■ DIRECTIONS FOR THIS TASK
Count the rows below whose lines contain the word "dark", matching case exactly, and reply with only that number.

====== RECORDS PROVIDED ======

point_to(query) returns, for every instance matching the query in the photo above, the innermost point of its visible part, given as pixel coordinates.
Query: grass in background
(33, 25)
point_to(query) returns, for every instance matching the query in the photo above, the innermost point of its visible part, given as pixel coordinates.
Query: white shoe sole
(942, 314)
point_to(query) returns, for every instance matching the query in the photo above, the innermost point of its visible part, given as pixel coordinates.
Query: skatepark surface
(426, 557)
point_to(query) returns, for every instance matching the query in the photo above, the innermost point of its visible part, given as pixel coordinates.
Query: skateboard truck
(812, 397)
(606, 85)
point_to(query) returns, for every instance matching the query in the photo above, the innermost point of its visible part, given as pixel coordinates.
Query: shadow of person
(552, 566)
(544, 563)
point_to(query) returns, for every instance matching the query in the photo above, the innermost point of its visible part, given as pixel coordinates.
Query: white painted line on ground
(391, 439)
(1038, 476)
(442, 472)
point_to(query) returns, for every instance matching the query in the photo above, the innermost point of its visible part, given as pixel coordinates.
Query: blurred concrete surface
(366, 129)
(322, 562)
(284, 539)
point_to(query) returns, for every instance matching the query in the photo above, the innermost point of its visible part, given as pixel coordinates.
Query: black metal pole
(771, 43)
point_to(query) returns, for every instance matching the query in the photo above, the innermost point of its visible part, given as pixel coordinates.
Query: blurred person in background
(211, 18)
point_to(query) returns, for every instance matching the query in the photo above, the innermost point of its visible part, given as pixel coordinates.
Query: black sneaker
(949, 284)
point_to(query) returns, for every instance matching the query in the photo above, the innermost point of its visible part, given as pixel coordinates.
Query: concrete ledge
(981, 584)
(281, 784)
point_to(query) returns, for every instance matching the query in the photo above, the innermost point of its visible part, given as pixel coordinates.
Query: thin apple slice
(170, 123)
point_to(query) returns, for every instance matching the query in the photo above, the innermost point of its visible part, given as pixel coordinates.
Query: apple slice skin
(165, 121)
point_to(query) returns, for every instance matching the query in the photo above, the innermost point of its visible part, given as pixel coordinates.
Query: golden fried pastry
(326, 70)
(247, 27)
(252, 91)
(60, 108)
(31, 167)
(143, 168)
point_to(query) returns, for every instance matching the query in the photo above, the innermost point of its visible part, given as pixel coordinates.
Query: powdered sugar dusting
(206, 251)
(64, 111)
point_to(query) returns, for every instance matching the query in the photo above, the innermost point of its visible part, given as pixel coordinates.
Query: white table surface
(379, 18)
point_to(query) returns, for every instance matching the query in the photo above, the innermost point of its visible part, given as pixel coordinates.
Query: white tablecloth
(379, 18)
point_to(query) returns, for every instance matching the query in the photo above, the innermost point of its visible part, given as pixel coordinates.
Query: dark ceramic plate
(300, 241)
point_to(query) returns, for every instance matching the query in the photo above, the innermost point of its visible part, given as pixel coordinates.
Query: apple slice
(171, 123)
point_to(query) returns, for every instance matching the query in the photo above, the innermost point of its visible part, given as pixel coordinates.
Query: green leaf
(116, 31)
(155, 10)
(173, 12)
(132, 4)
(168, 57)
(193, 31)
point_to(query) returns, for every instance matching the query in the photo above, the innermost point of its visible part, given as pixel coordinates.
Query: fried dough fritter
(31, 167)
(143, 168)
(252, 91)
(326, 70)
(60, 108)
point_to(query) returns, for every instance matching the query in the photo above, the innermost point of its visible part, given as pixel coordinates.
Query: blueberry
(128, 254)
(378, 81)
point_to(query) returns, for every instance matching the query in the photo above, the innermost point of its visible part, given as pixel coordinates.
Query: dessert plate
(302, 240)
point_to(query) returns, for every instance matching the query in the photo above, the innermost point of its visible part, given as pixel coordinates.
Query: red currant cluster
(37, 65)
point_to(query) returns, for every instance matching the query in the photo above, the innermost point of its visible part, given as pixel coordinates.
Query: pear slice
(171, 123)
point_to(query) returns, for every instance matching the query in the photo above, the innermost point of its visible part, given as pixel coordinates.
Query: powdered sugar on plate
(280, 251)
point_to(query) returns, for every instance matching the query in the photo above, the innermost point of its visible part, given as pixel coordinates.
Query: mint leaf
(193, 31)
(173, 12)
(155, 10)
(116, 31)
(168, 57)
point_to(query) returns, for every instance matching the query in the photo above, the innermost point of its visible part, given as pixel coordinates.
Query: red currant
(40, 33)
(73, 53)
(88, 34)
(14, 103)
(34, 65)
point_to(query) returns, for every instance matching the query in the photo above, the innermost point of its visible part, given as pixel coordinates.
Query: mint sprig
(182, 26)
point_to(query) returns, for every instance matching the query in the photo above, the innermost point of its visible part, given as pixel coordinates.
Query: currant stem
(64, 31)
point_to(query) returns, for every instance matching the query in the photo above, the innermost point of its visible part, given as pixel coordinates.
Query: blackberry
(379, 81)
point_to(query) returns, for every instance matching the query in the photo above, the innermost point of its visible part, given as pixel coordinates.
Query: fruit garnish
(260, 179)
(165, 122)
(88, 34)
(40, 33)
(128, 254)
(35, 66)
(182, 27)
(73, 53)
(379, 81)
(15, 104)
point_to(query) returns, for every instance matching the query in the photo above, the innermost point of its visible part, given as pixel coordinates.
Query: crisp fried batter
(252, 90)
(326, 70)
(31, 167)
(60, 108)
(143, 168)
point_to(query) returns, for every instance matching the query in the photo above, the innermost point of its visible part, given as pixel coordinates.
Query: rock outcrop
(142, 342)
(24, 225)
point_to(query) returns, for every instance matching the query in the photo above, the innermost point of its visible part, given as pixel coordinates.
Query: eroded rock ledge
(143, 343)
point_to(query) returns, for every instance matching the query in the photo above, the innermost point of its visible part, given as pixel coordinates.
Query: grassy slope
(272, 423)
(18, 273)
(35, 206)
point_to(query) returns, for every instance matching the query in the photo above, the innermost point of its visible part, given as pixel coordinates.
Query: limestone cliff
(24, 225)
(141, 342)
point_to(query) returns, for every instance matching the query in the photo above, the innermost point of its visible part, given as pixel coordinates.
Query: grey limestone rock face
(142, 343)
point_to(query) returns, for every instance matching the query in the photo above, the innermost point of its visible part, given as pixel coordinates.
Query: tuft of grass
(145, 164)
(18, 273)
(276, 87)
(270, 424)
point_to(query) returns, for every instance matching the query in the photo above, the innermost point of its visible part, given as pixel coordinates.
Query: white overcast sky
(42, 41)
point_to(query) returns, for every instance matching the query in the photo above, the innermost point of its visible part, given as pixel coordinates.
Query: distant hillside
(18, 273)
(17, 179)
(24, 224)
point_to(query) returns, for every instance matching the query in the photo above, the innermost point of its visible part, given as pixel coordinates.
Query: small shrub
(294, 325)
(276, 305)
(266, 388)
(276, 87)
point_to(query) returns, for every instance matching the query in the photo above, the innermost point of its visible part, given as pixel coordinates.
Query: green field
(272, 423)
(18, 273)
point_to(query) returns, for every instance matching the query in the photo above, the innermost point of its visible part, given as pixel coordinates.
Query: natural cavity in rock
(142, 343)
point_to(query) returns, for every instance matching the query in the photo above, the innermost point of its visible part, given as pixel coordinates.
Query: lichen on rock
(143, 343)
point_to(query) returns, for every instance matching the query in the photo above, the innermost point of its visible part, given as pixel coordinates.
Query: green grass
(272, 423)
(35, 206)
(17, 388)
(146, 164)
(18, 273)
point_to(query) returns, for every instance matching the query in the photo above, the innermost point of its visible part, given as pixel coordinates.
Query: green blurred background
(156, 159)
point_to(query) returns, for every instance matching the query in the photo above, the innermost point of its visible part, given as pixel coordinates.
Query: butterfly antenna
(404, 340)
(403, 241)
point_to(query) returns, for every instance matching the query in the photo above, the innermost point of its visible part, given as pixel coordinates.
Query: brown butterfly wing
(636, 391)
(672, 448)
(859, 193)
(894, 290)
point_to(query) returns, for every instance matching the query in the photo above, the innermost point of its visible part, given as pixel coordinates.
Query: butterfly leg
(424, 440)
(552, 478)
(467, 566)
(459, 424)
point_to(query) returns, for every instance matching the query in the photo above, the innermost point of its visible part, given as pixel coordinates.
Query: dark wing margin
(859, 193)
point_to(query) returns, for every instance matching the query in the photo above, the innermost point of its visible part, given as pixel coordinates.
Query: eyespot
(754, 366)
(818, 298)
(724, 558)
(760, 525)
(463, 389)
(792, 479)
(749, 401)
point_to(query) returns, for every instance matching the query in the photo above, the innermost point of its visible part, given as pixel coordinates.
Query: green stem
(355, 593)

======

■ TASK OUTPUT
2